====== Records shown ======

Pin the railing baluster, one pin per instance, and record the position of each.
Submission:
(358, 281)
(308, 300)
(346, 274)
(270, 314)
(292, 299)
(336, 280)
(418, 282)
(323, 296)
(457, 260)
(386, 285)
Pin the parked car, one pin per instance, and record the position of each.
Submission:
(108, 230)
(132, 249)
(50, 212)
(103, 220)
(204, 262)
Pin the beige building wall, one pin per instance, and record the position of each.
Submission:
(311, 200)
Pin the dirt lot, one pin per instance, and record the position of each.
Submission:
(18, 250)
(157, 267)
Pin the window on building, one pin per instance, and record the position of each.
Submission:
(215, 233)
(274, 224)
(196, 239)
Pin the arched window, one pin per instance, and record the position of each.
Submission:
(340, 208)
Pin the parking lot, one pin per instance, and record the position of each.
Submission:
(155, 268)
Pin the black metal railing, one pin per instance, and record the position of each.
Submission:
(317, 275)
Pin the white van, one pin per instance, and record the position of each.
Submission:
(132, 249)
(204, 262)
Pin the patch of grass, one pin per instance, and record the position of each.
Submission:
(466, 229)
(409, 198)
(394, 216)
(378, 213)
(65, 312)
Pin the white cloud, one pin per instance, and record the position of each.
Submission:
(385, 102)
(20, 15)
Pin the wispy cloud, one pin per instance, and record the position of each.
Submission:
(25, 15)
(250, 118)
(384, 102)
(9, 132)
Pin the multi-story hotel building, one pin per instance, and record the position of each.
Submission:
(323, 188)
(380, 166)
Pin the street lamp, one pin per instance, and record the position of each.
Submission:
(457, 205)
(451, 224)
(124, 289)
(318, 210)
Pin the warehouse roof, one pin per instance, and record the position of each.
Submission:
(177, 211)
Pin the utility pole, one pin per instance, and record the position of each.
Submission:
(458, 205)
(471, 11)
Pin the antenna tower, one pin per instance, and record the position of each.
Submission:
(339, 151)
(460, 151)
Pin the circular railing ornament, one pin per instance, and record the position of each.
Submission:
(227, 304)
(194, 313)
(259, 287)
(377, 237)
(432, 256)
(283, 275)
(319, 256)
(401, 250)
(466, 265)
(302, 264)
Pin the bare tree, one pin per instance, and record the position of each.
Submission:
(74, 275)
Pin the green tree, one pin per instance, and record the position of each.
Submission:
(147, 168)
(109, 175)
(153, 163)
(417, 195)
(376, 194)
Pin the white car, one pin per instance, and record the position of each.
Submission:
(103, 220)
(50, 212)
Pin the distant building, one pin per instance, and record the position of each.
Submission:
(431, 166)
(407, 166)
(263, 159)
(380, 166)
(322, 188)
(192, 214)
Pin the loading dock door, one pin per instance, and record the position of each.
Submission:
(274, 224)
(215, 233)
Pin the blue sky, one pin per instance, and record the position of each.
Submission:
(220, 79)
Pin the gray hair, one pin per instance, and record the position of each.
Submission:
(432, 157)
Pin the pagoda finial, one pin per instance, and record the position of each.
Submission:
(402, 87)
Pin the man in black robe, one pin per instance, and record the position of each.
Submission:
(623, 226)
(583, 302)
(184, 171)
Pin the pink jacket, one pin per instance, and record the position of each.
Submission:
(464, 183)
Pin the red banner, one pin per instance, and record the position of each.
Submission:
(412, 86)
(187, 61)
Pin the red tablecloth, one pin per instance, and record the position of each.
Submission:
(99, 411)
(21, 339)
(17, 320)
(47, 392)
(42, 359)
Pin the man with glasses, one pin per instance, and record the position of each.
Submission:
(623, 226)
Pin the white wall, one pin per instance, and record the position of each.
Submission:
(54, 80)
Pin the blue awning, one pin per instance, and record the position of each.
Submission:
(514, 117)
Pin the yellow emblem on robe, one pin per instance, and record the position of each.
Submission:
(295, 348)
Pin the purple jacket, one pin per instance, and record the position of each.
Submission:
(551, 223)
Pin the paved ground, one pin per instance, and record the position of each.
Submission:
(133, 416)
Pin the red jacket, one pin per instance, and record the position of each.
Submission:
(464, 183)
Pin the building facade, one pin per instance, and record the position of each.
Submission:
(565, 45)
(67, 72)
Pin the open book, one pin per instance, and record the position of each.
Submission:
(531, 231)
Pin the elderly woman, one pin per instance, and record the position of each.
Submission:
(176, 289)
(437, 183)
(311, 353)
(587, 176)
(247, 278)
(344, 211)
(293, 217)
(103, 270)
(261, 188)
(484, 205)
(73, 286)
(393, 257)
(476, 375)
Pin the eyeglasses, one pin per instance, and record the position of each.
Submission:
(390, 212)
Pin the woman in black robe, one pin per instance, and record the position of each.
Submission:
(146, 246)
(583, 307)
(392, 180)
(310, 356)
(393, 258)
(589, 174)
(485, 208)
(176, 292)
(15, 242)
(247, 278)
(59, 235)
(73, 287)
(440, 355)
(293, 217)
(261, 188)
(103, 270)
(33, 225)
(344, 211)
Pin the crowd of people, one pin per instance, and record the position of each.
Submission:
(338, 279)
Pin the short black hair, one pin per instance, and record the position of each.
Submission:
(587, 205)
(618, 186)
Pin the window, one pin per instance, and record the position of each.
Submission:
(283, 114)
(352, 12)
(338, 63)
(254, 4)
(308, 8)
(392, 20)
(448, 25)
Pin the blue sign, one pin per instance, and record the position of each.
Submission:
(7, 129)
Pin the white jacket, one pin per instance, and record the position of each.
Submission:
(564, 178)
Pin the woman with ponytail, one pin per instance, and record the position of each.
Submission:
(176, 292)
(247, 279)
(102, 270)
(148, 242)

======

Try it:
A complete, exact transcription of the data above is the required answer.

Answer space:
Pin the railing baluster, one pin per instance, and record the position of each.
Submission:
(358, 281)
(308, 300)
(346, 274)
(270, 314)
(292, 299)
(336, 280)
(418, 282)
(323, 296)
(457, 260)
(386, 285)
Pin the parked car, one pin per instance, and record the position of each.
Submission:
(108, 230)
(132, 249)
(50, 212)
(103, 220)
(204, 262)
Pin the beige building wall, one pin per instance, and record the position of each.
Submission:
(311, 200)
Pin the dirt lot, one pin per instance, and record the position of each.
Submission:
(18, 250)
(157, 267)
Pin the window on building, one pin per instance, and record the position of each.
Submission:
(215, 233)
(274, 224)
(196, 239)
Pin the arched window, one pin per instance, and record the position of each.
Submission:
(340, 208)
Pin the parking lot, one pin per instance, and record the position of each.
Submission:
(155, 268)
Pin the black metal railing, one pin per instance, and record the position of each.
Submission:
(317, 275)
Pin the white van, one pin per instance, and record the position of each.
Submission:
(132, 249)
(204, 262)
Pin the patch of grass, one pin per instance, and record the position of each.
Submission:
(466, 229)
(409, 198)
(394, 216)
(378, 213)
(65, 312)
Pin the white cloud, one pin per instance, and record the position of each.
Submission:
(385, 102)
(20, 15)
Pin the wispy cloud, one pin per instance, and record the position of each.
Submission:
(25, 15)
(250, 118)
(384, 102)
(9, 132)
Pin the multi-story hotel building, one pin per instance, and record the position of each.
Submission:
(323, 188)
(380, 166)
Pin the street lamp, one pin per instance, and record the position of each.
Submission:
(457, 205)
(451, 224)
(124, 289)
(318, 210)
Pin the warehouse roof, one pin per instance, and record the position of each.
Submission:
(177, 211)
Pin the utility pole, one pin per instance, and record the position of each.
Submission:
(458, 205)
(471, 11)
Pin the antenna tower, one pin per instance, and record the position of each.
Submission:
(339, 151)
(460, 151)
Pin the circular railing ornament, one pin per instance, and record the position of each.
Submission:
(227, 304)
(194, 313)
(259, 287)
(377, 237)
(432, 256)
(283, 275)
(319, 256)
(401, 250)
(466, 265)
(302, 264)
Pin the bare tree, one pin per instance, and record the position of each.
Submission:
(74, 275)
Pin the green tree, one pin per instance, and record the position of each.
Submission:
(147, 168)
(109, 175)
(153, 163)
(417, 195)
(376, 194)
Pin the white car, one pin per instance, and record the position of each.
Submission:
(103, 220)
(50, 212)
Pin the distant building, one pin per instance, and record the position of each.
Submission:
(431, 166)
(407, 166)
(263, 159)
(380, 166)
(322, 188)
(192, 214)
Pin the loading dock door, one pin per instance, and record the position of each.
Submission:
(274, 224)
(215, 233)
Pin the blue sky, one pin per instance, and record the position of each.
Submission:
(220, 79)
Pin the gray hair, one pin per instance, and record the position of each.
Submission:
(432, 157)
Pin the pagoda finial, one pin per instance, and record the position of each.
Submission:
(402, 87)
Pin the man in black robe, one pin per instance, and record the position of each.
Submission:
(623, 226)
(583, 302)
(184, 171)
Pin the pink jacket, one pin per instance, and record the position of each.
Submission:
(464, 183)
Pin the red banner, one pin per instance, and record the position of each.
Submission:
(412, 86)
(187, 61)
Pin the red tablecloth, one pin per instance, and record the position of each.
Submission:
(99, 411)
(21, 339)
(17, 320)
(47, 392)
(42, 359)
Pin the man with glasses, one pin per instance, and record the position of each.
Submission:
(623, 226)
Pin the white wall, one pin per instance, and record the position of each.
Submission:
(54, 80)
Pin the blue awning, one pin per instance, and record the position of each.
Submission:
(514, 117)
Pin the yellow emblem on robe, one pin per instance, and record the position of each.
Submission:
(295, 348)
Pin the purple jacket, one pin per instance, and record the position of each.
Submission:
(551, 223)
Pin the paved ground, one pin per instance, and record the position of each.
Submission:
(133, 416)
Pin the red jacket, one pin per instance, and record the position of each.
Submission:
(464, 183)
Pin the building facade, one pin per instance, and record the position of each.
Submission:
(565, 45)
(67, 72)
Pin the open book, one pin per instance, and record the position of each.
Submission:
(531, 231)
Pin the elderly woman, one pin per instance, and record the position of each.
Submission:
(176, 289)
(437, 183)
(311, 353)
(587, 176)
(247, 278)
(344, 211)
(293, 217)
(103, 270)
(261, 188)
(484, 205)
(73, 286)
(393, 257)
(476, 375)
Pin the eyeglasses, one pin per instance, and record the position of each.
Submission:
(390, 212)
Pin the woman in black robe, one pin per instance, and record the position of each.
Submission:
(146, 246)
(583, 307)
(392, 180)
(310, 356)
(393, 258)
(589, 174)
(485, 208)
(176, 292)
(15, 242)
(247, 278)
(59, 235)
(73, 287)
(440, 355)
(293, 217)
(261, 188)
(103, 270)
(33, 225)
(344, 211)
Pin the crowd of people, one pin per instance, and record the position of each.
Submission:
(338, 279)
Pin the short black hair, one pin per instance, and record the position of each.
Submission:
(587, 205)
(618, 186)
Pin the window, one pin per instance, and record the position of each.
Submission:
(283, 114)
(352, 12)
(338, 63)
(254, 4)
(308, 8)
(392, 20)
(448, 25)
Pin the blue sign, one pin per instance, and record the position of each.
Submission:
(7, 129)
Pin the white jacket, one pin per instance, and record the position of each.
Submission:
(564, 178)
Pin the woman with ponytail, one pin per instance, and record the position of each.
Submission:
(176, 292)
(247, 279)
(102, 270)
(148, 242)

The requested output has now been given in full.